[位置识别条目]
########
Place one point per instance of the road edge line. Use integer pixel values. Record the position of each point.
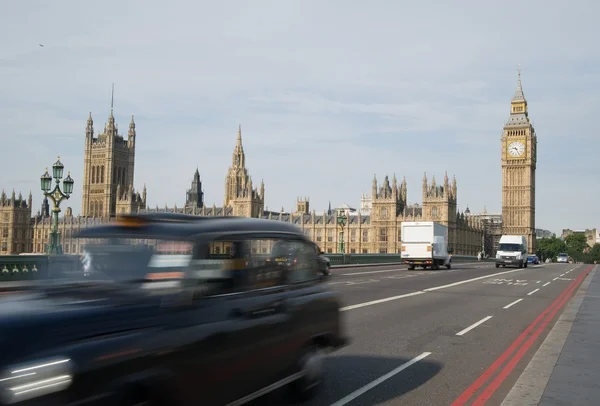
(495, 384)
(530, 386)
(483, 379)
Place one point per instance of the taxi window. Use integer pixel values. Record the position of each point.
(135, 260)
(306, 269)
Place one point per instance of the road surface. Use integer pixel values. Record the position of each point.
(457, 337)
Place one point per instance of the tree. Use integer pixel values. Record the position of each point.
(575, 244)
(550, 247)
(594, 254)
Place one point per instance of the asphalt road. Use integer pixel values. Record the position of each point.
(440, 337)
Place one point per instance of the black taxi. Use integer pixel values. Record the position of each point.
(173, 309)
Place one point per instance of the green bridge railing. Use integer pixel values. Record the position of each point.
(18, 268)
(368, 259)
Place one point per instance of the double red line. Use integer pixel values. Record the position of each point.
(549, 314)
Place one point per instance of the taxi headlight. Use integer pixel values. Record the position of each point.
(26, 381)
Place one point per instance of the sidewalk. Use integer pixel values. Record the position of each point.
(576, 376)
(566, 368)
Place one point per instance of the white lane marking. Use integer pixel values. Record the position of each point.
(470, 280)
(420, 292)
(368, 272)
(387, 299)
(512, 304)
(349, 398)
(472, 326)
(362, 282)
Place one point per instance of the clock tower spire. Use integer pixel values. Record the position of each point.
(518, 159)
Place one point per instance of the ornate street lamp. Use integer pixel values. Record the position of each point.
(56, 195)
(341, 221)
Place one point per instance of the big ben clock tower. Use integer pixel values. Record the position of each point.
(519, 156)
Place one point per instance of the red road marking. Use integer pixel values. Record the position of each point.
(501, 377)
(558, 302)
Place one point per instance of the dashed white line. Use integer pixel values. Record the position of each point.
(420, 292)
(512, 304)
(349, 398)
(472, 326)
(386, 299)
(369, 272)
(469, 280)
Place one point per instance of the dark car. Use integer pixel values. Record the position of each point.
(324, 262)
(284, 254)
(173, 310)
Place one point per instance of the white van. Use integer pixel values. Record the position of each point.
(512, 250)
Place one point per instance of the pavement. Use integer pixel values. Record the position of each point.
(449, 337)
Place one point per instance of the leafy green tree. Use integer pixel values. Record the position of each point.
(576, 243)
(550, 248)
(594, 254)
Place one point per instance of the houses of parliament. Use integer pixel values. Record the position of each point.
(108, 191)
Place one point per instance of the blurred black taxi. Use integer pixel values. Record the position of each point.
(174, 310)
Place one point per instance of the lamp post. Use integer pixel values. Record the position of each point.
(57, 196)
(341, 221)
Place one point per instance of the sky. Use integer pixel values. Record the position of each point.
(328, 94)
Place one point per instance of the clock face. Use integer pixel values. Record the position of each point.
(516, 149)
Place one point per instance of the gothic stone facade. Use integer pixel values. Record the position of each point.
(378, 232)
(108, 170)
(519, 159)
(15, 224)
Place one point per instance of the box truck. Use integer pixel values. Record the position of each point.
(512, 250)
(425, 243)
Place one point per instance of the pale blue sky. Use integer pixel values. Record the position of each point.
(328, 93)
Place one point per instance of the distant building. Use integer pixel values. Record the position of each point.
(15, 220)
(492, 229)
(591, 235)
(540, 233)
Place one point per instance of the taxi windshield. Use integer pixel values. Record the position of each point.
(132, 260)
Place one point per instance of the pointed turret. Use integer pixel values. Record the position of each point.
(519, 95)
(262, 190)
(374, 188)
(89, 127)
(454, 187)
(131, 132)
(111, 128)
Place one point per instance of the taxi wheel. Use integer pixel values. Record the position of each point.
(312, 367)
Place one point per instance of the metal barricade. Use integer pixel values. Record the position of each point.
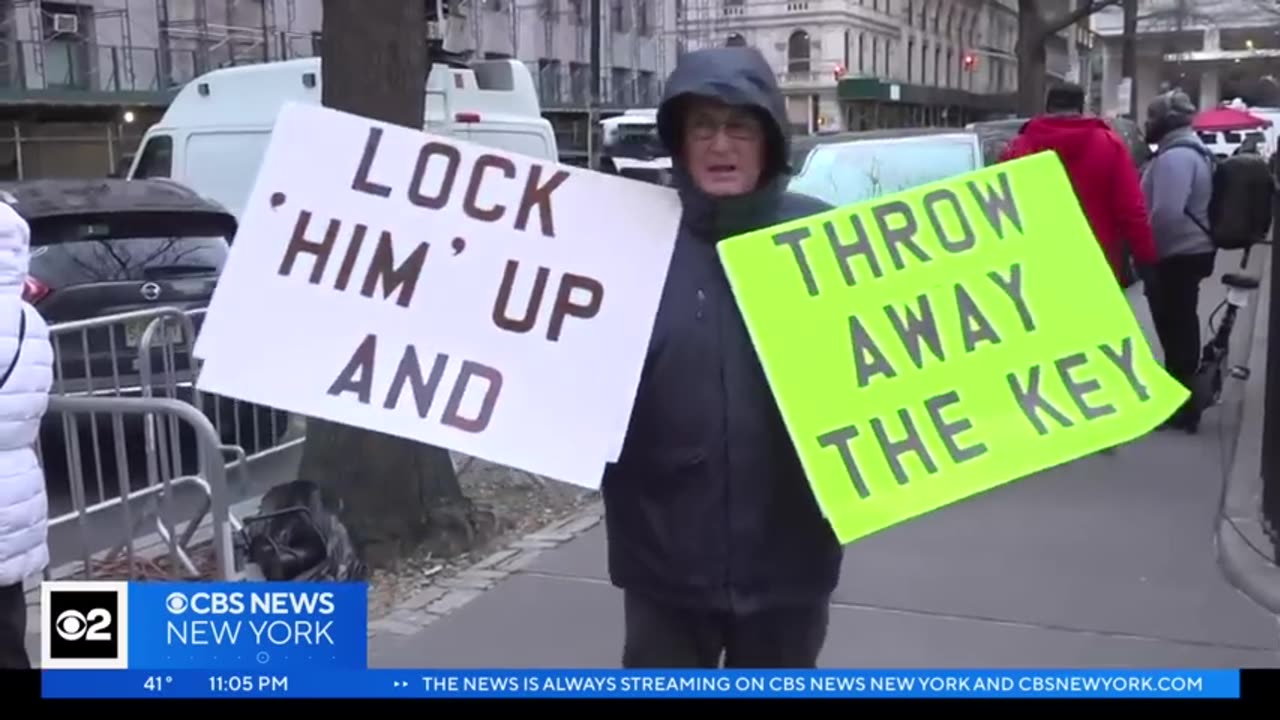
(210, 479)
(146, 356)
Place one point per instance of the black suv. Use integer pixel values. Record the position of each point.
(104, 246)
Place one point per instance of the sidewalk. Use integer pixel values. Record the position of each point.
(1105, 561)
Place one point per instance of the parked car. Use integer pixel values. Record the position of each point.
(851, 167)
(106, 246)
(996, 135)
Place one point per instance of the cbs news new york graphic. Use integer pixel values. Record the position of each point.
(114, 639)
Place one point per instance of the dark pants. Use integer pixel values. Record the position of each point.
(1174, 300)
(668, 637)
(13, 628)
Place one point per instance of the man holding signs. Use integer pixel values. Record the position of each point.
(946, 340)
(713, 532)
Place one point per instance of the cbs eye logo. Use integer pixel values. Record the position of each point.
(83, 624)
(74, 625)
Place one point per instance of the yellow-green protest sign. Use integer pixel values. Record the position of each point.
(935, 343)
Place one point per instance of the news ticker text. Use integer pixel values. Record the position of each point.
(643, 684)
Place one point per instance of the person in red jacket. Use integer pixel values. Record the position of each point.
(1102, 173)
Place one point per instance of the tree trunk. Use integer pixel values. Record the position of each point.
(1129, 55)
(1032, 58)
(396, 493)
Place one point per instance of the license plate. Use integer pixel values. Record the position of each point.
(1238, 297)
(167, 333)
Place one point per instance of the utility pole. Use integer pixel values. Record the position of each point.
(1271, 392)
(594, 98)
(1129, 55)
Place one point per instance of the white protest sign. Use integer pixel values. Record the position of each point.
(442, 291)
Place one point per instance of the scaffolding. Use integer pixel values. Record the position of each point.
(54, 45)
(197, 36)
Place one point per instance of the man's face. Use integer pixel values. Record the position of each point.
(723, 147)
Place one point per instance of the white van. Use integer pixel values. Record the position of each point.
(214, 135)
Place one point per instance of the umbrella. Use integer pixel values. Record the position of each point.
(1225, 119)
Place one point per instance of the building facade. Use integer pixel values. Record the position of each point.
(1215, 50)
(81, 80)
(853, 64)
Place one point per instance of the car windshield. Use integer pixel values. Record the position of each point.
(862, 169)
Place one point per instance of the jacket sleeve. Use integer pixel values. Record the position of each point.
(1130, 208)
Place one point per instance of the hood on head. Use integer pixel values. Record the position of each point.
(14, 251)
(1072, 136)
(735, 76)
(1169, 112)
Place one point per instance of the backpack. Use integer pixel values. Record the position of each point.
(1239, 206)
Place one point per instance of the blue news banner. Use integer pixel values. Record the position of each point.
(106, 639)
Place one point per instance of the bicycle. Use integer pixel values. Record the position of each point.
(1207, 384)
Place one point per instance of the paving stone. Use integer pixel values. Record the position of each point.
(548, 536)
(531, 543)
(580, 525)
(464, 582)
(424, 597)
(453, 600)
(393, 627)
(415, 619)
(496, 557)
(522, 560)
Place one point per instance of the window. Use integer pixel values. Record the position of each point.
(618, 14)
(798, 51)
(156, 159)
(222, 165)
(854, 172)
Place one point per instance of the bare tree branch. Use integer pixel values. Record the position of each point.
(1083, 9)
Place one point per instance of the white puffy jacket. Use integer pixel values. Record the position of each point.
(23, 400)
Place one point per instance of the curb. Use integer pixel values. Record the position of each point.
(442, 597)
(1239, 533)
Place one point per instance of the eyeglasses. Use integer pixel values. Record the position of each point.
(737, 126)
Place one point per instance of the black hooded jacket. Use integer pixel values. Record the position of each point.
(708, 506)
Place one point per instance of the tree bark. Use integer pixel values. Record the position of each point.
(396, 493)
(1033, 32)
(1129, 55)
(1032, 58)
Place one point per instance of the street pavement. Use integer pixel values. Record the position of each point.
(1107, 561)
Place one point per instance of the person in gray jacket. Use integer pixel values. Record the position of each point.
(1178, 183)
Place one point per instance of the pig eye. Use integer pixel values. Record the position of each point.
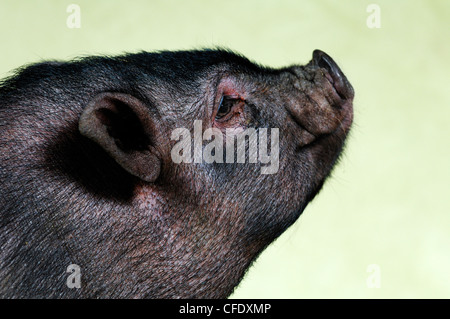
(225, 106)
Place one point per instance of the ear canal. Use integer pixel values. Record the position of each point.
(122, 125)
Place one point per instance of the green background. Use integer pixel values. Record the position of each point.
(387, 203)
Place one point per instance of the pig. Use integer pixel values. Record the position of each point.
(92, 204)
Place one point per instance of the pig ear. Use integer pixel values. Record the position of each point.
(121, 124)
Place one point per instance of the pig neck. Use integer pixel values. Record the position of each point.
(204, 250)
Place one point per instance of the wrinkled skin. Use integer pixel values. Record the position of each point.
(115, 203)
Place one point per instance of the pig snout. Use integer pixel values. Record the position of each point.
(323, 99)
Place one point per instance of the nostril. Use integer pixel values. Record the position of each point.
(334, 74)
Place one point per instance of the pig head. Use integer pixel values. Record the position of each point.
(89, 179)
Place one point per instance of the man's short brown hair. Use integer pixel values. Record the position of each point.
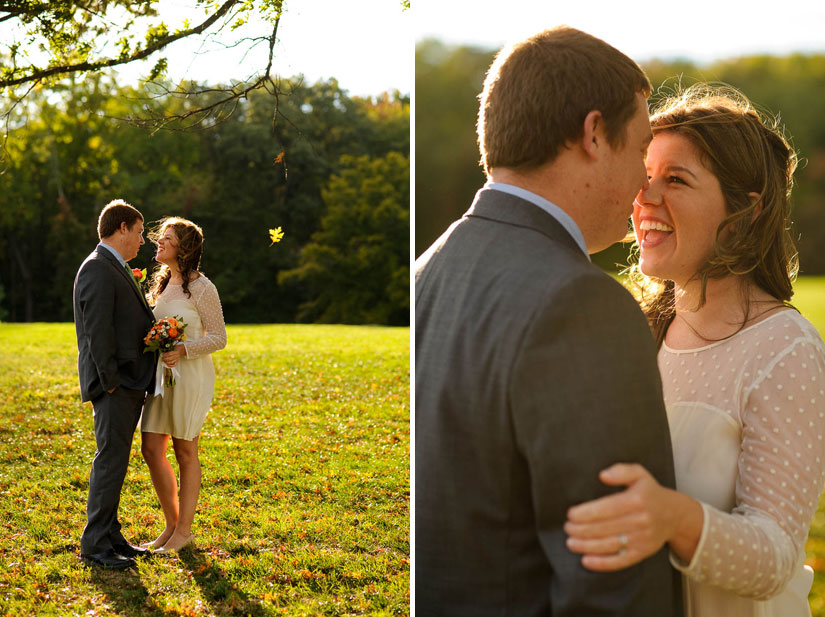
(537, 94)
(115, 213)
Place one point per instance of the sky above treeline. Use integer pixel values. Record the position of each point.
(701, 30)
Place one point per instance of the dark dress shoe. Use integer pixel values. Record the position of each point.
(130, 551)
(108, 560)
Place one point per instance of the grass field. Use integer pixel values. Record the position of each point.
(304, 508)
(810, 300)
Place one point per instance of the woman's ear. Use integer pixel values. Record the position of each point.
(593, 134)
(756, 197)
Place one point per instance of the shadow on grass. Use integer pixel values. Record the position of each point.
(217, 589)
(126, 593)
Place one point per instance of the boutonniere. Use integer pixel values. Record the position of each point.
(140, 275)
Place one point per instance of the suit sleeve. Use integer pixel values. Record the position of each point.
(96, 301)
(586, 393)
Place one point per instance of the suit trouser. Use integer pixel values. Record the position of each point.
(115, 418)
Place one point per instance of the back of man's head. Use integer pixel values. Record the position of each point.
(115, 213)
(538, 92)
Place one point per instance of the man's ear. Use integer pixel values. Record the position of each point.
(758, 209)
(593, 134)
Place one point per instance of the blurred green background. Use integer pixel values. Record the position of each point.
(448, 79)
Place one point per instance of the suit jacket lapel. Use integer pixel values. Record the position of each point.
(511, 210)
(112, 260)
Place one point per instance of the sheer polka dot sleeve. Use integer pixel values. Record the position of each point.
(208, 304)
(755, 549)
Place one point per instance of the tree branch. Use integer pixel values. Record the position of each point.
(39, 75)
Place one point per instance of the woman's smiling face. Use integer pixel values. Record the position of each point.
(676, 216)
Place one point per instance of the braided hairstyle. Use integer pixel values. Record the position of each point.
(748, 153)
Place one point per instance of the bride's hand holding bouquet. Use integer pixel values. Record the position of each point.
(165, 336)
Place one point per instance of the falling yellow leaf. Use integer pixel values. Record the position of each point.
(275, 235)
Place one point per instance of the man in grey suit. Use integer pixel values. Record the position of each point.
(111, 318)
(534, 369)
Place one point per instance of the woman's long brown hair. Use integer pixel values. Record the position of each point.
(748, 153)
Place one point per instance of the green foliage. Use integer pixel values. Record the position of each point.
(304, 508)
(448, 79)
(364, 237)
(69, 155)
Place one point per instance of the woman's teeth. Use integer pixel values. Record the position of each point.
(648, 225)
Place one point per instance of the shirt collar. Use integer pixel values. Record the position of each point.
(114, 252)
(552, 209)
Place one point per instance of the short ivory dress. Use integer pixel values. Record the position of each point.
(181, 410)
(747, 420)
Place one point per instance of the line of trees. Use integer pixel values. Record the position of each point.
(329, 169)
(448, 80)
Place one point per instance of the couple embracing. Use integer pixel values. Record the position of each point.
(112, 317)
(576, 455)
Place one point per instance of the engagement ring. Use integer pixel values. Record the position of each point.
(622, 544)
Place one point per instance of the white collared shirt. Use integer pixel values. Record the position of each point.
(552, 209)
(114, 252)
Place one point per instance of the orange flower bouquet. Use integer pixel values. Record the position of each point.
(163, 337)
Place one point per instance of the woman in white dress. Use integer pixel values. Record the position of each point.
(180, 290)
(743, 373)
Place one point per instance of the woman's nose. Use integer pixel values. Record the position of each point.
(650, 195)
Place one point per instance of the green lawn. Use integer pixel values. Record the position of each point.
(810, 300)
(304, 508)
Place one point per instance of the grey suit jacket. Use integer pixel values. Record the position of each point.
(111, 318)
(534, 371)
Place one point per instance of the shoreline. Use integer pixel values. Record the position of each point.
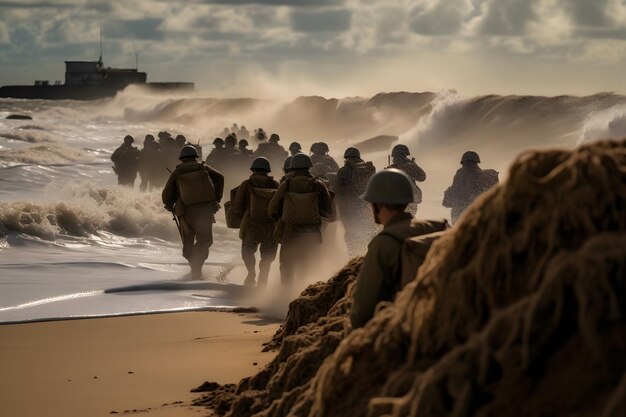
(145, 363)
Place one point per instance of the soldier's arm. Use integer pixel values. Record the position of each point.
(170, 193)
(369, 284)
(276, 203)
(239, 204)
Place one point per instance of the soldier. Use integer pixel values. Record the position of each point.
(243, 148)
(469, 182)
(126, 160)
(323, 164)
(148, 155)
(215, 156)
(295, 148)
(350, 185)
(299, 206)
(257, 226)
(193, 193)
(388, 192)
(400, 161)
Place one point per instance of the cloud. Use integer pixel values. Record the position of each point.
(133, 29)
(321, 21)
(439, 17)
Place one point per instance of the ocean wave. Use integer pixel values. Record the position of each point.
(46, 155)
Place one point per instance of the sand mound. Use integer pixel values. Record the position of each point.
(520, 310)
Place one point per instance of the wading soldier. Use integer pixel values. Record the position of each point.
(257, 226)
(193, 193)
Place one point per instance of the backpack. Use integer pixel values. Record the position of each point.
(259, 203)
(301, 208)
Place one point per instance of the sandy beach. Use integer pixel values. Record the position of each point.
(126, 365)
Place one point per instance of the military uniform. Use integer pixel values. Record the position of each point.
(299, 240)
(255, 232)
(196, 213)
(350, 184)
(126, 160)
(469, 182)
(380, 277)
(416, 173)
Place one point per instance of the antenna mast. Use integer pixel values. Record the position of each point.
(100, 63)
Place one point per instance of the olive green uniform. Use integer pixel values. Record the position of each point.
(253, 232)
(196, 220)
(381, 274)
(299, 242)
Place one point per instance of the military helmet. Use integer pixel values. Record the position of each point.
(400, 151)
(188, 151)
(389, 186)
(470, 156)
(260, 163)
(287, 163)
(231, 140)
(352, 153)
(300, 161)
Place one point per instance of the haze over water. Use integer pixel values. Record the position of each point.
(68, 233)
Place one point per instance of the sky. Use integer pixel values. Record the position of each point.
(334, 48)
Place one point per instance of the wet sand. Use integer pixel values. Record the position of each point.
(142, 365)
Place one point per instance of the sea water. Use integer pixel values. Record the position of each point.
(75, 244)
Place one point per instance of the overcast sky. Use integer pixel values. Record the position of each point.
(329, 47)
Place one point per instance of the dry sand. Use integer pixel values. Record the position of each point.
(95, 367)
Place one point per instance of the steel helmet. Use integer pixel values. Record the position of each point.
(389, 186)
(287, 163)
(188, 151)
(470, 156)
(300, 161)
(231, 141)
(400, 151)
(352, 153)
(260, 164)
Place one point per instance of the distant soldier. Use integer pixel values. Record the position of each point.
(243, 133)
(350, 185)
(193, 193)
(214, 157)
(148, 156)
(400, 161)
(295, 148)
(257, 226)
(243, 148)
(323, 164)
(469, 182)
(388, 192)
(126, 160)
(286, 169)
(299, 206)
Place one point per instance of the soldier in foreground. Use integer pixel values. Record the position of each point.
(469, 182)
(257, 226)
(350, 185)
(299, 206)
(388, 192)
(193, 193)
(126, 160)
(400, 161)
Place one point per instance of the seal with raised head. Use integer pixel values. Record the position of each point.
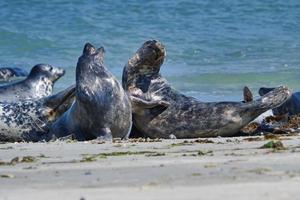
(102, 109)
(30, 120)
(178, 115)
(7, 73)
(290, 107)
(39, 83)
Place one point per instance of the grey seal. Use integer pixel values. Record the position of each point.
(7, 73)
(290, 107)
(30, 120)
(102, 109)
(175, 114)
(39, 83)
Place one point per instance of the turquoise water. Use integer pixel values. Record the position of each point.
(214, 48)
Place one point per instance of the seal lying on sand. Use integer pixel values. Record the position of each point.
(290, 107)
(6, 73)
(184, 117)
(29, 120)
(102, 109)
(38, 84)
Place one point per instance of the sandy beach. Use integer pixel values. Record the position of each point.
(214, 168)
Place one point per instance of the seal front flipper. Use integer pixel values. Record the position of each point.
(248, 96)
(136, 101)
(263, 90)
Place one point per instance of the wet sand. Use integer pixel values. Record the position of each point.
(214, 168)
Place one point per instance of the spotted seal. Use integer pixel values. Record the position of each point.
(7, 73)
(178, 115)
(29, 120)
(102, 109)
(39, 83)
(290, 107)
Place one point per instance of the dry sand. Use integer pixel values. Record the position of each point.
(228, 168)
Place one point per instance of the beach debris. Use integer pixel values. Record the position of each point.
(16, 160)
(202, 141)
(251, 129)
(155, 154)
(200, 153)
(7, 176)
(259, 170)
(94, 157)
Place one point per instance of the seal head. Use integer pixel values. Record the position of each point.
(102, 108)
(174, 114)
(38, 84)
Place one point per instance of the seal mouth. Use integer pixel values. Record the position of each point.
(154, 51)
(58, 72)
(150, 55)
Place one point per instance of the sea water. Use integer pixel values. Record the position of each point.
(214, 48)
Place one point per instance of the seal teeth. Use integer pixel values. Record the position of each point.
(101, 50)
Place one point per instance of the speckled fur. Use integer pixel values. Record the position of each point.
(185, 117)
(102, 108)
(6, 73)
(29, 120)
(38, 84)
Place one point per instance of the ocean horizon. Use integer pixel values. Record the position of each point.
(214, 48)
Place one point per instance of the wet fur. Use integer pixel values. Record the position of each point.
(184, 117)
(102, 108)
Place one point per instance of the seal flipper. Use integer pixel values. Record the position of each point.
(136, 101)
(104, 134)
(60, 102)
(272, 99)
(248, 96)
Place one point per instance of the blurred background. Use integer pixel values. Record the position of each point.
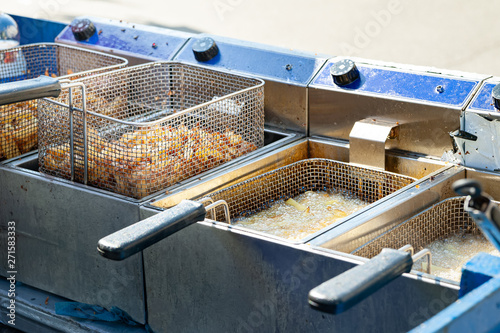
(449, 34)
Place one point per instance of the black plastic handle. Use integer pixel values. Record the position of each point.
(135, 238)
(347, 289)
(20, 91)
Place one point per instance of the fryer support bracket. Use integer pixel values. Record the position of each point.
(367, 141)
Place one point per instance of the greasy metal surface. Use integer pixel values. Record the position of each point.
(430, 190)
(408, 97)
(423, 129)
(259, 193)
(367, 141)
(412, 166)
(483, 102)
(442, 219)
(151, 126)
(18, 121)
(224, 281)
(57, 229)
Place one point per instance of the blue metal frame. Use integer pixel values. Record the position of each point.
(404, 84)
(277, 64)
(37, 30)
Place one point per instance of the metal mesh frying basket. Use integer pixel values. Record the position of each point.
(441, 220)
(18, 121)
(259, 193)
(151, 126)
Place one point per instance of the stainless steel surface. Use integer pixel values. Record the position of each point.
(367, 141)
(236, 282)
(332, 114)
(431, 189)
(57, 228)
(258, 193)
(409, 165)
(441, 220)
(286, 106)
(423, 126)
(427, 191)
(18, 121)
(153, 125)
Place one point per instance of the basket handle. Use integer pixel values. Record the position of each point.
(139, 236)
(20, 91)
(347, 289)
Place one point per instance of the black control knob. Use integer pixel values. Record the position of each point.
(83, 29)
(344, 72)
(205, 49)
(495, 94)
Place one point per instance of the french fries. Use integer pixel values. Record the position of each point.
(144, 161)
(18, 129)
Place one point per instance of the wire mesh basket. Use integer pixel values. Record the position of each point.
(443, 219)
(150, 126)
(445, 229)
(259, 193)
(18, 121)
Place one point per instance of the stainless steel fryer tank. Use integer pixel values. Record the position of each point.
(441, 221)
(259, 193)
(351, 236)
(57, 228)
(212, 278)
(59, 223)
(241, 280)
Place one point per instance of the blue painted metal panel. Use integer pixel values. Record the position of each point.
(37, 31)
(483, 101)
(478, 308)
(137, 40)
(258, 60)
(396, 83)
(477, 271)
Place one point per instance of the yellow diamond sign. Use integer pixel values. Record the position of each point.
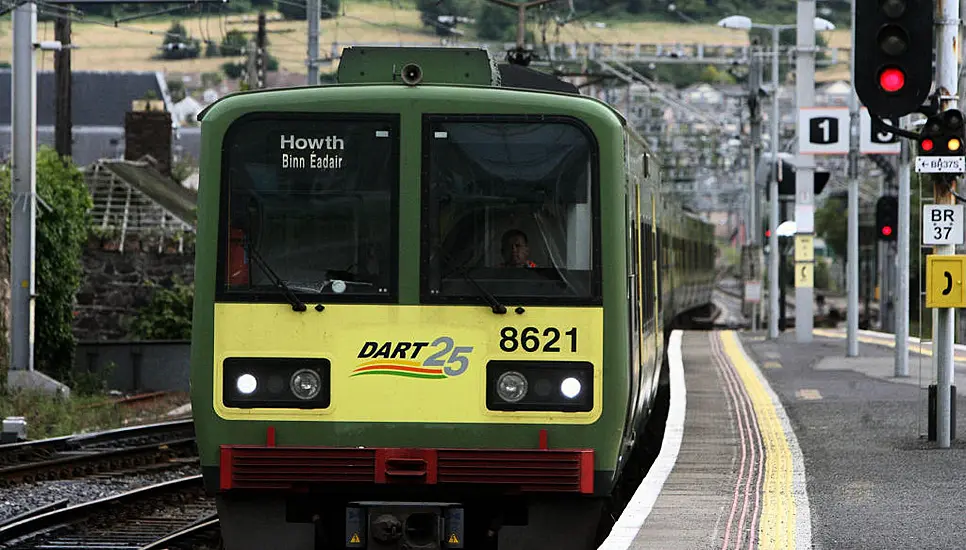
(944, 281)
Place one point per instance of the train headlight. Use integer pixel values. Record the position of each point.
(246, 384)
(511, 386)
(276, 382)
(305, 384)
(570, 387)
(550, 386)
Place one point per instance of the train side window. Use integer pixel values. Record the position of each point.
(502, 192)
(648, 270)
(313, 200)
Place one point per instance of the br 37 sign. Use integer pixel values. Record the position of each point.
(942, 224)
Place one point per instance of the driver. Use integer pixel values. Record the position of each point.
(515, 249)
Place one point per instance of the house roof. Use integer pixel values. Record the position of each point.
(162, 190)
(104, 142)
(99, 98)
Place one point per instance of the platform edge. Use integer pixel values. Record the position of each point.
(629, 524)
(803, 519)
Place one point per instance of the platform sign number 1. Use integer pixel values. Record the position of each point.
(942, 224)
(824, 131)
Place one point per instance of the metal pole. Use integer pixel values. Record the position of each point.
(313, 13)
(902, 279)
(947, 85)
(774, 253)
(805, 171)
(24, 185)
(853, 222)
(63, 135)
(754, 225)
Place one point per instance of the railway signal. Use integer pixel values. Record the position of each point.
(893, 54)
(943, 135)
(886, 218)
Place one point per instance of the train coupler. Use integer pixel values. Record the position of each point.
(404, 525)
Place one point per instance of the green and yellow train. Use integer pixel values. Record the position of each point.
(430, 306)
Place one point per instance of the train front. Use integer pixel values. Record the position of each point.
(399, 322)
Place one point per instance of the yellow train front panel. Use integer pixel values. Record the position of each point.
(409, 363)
########
→ 练习任务
将清单中从含有"Place one point per instance of the train coupler."的一行起直至清单末尾的各行（首尾两端均包括在内）重新写出，把其中的"Record the position of each point"替换为"Report the location of each point"，其余内容一律保持原样。

→ 答案如下
Place one point per instance of the train coupler. Use integer pixel values. Report the location of each point.
(404, 525)
Place one point per instance of the green and yellow train. Use integer pixel values. Report the location of each point.
(430, 306)
Place one point per instance of the train front. Use integer pixel values. Report the location of each point.
(399, 322)
Place one point per instance of the yellow train front panel. Use integer pixel values. Report the location of each point.
(409, 363)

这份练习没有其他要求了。